Over the years, different members of the Detroit Red Wings leadership staff have found unique ways to express how vital the need for consistency is to create a winning environment.

Mike Babcock liked to talk about players who were every dayers. Kenny Holland went on about how the NHL is a men’s league. Jeff Blashill would discuss the relentlessness of the game at this level.

In the case of current Detroit head coach Derek Lalonde, his preference is to lean on the need for playing the right way every day. Follow the process, be consistent in their approach and good things should soon be on their way to the Red Wings.

He believes that the team is on the cusp of ascending to that plateau.

“I think we were fairly consistent with our team game,” Lalonde said of the 2022-23 NHL season. “Not all the time, not exact, not where we want to be, but I certainly think something to build on.”

If the Red Wings keep building that consistency into their team play, then the playoffs will come sooner rather than later to Detroit.

### [DATASET ENTRIES]
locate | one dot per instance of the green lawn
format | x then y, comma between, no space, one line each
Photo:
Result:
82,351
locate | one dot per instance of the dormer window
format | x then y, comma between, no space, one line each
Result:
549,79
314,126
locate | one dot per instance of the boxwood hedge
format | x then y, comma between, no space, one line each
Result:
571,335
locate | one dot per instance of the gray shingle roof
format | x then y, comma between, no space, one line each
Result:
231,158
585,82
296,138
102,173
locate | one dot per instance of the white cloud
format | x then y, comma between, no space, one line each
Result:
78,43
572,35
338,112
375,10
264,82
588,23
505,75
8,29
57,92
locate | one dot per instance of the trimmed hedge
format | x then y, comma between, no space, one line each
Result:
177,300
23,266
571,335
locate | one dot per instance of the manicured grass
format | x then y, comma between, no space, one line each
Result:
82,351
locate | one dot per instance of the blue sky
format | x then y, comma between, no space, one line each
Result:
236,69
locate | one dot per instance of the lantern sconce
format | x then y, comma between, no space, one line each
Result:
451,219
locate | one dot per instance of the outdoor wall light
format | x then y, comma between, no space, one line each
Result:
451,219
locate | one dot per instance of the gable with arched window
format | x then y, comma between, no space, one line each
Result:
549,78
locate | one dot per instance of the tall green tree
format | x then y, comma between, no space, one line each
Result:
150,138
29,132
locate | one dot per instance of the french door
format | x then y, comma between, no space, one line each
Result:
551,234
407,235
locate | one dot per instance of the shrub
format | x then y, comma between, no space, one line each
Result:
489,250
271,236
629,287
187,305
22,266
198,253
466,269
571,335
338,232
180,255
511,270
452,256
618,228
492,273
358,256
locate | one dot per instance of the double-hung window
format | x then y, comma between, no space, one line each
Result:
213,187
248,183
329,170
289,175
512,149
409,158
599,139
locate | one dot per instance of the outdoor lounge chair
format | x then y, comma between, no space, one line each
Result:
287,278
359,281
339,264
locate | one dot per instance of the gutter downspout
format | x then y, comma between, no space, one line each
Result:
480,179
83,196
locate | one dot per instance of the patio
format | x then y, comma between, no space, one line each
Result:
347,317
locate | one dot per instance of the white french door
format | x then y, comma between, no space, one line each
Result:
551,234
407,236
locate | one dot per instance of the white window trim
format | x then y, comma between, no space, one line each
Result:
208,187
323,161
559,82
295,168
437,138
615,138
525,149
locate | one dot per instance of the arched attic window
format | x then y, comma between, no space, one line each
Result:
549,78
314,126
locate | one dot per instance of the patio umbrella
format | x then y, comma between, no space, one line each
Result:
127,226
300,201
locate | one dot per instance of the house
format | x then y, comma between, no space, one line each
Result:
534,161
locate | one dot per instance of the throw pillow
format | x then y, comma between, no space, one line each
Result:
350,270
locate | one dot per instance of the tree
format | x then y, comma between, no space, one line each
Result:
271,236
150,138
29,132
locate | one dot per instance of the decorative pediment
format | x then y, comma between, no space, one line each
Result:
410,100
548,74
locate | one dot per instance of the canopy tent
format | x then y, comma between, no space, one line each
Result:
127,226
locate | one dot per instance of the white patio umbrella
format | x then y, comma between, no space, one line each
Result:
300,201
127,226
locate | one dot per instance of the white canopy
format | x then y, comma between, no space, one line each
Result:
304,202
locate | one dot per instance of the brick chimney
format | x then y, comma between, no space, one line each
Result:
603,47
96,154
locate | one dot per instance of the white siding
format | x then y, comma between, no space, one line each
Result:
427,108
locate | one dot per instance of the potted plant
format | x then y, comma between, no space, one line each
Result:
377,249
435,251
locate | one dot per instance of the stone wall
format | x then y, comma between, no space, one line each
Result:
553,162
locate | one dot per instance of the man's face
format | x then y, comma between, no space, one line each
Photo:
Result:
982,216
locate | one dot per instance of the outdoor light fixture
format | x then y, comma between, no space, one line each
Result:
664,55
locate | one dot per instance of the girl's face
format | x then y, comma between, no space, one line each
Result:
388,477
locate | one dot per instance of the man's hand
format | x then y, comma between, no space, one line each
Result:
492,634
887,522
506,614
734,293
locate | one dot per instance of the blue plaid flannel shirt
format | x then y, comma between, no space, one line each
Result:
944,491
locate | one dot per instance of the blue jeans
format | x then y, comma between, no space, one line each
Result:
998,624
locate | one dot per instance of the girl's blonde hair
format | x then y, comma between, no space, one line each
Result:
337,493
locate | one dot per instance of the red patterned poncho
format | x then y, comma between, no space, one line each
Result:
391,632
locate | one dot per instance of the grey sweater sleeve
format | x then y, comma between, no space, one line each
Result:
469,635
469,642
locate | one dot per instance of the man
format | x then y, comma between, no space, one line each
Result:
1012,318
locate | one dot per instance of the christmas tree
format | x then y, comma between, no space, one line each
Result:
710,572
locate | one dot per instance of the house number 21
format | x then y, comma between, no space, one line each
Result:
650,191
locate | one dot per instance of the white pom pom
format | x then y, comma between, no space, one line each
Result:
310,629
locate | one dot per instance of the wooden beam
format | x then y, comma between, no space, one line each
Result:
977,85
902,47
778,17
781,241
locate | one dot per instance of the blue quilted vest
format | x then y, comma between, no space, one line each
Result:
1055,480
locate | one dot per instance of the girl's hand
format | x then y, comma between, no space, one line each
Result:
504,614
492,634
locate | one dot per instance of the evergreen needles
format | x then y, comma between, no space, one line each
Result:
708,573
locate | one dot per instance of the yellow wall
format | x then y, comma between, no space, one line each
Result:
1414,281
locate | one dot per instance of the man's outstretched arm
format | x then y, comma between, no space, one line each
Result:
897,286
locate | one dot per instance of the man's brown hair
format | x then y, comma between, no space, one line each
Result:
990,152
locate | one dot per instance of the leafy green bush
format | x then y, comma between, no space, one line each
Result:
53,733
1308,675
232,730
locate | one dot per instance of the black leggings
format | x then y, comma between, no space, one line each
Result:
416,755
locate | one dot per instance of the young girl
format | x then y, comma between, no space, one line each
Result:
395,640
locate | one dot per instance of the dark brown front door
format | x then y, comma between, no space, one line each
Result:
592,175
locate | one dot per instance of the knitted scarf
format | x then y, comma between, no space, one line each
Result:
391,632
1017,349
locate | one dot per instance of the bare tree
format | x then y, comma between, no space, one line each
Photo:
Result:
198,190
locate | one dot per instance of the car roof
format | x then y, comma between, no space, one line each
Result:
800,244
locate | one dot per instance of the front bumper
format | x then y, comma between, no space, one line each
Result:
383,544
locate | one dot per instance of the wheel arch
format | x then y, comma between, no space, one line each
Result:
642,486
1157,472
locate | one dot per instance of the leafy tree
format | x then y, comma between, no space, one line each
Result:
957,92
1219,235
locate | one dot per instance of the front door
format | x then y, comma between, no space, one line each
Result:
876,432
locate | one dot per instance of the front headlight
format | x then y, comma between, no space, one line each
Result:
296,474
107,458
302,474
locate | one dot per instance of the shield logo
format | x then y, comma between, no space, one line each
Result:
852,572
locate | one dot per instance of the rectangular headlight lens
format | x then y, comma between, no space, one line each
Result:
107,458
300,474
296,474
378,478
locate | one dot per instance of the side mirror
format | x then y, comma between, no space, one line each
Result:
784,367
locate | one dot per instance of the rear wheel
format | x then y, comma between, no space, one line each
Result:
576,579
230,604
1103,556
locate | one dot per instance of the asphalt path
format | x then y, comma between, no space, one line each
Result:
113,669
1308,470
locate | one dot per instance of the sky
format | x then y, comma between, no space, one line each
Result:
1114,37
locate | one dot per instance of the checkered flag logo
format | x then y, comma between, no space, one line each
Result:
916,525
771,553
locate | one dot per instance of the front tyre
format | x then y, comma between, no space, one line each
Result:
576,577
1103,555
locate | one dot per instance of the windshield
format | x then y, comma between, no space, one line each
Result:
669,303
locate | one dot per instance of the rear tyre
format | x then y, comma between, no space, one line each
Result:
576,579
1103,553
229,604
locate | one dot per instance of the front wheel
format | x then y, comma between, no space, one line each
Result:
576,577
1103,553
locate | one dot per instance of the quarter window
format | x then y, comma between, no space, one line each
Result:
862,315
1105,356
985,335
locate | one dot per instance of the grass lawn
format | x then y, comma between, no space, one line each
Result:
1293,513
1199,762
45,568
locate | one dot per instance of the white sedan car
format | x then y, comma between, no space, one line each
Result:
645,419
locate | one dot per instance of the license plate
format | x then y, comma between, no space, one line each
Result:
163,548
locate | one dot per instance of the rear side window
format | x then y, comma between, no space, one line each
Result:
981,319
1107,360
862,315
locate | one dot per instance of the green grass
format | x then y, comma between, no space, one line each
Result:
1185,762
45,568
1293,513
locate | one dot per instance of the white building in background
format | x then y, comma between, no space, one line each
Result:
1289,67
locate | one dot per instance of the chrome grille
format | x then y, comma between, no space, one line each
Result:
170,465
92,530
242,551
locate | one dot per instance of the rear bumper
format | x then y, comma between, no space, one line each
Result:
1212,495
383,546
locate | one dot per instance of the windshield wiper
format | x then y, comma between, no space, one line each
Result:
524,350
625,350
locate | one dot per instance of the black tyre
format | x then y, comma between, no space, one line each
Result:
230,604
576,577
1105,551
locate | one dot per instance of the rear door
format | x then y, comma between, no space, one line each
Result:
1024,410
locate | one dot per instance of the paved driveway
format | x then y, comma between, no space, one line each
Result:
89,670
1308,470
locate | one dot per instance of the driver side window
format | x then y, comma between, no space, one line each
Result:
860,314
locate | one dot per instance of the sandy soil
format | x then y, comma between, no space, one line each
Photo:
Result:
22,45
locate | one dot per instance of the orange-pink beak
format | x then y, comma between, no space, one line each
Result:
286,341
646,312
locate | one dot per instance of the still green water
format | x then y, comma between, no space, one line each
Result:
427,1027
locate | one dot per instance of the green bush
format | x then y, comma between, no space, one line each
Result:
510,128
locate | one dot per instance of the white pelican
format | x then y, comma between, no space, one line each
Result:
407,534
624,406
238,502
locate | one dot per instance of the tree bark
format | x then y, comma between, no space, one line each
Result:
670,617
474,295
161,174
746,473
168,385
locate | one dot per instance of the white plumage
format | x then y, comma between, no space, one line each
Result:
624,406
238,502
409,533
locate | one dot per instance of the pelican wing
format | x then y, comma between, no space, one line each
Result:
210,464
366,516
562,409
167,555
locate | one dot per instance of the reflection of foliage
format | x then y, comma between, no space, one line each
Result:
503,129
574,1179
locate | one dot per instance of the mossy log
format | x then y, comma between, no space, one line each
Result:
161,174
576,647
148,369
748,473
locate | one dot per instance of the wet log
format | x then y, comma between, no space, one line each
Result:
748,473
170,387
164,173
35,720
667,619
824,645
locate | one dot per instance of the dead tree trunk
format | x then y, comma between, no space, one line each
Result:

### [STATED TASK 1]
Count the lines in the entries that contain the word "wall", and reply with the number alone.
### [STATED TASK 2]
Can you proceed with the article on the Red Wings and consistency, writing on from its final sentence?
The article on the Red Wings and consistency and the entries are unrelated material.

### [OUTPUT 1]
3

### [OUTPUT 2]
Red Wings Heading In Right Direction

Captain Dylan Larkin is another among the Detroit leadership group who is confident that the Red Wings are becoming more consisent in their performance. Certainly, there’s evidence to bear that notion out. During the 2022-23 NHL campaign, the club was scoring more goals while allowing fewer pucks to enter their own net.

The Red Wings were displaying a dramatic reduction in the number of high danger chances the team was surrendering. At the same time, special teams were showing upticks in performance on both the power play and penalty kill.

Larkin believes the veteran presence that was the creation of the addition last season of such players as David Perron, Andrew Copp, Olli Maatta and Ben Chiarot is only going to make the transition to the NHL smoother as young draft picks like Simon Edvinsson and Marco Kasper are working their way into regular roles.

“I felt with the younger players and guys we brought in in the summer this thing is headed in the right direction,” Larkin said. “As much as you think about next year, you think with the young players coming into our lineup, it’s a much better environment for them to succeed with support than we’ve had in the past.

“That’s what I’m really excited about.”

Still Work To Be Done

As much as it’s great to be excited about what the future may hold for this team, there’s harsh reality that is also in need of addressing. For all their promise, the Red Wings weren’t able to get over that hump and into the NHL postseason in 2022-23.

The bottom line is that what the club wants to be is different right now than what they actually are.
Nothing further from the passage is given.